## TASK STATEMENT
Your output should be the lines from the one with "hull by giving me its bounding box?" through the end of the entries below, set down word for word and nothing else.

## GIVEN DATA
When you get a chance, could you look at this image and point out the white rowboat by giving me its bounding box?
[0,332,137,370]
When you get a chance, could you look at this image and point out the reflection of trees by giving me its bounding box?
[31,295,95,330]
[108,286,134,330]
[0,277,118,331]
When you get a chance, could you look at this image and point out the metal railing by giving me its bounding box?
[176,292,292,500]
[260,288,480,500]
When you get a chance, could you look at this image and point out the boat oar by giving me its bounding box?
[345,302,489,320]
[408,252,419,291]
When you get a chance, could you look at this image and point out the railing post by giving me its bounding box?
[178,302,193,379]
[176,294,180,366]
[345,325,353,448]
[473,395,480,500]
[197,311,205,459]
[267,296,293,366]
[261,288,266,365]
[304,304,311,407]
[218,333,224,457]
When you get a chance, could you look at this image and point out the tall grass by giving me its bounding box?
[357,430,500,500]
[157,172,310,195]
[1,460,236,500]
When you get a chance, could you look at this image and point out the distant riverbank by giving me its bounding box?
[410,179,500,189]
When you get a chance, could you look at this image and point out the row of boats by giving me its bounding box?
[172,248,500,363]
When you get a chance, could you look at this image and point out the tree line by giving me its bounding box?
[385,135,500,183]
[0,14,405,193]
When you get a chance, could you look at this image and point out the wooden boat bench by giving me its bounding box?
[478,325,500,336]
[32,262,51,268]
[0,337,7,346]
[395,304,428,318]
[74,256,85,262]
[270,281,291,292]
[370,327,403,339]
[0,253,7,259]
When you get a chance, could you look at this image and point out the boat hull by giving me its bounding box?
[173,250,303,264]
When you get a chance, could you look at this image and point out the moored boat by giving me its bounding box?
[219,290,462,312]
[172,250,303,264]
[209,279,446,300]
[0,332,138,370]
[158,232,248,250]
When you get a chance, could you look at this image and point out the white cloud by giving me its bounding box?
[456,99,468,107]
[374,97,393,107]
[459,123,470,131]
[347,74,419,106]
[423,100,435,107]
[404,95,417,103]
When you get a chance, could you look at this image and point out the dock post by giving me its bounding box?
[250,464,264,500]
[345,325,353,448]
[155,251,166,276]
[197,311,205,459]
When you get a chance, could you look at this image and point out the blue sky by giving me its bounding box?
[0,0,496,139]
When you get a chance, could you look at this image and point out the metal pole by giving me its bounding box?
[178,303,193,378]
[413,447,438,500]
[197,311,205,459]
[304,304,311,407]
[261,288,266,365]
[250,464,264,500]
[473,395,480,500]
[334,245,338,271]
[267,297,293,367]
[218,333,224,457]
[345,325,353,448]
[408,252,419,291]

## PROBLEM SOLUTION
When you get a chance, could you look at this image and point out the boat hull by giving me its bounding box?
[173,250,303,264]
When you get a chance, could you look at this image and point out the moored boat by giving me its bounding box?
[219,290,462,312]
[172,250,303,264]
[209,279,446,300]
[0,332,138,370]
[158,232,248,250]
When you get a chance, could you look at this image and point out the white cloud by giving me its bounding box?
[456,99,468,107]
[374,97,393,107]
[459,123,470,131]
[347,74,419,106]
[423,100,435,107]
[404,95,417,103]
When you get a chance, could you look at this image and point out the dock post by giving me its bounding box?
[250,464,264,500]
[345,325,353,448]
[155,251,166,276]
[197,311,205,459]
When you get a chance, could you look at this image and point out the blue sky by giving me its bounding box?
[0,0,496,139]
When you get a chance, could you look at this image and point out the metal pole by giving me its bounding box?
[178,303,193,378]
[413,447,438,500]
[197,311,205,459]
[304,304,311,407]
[261,288,266,365]
[250,464,264,500]
[473,395,480,500]
[334,245,338,271]
[267,297,293,367]
[218,333,224,457]
[345,325,353,448]
[408,252,419,291]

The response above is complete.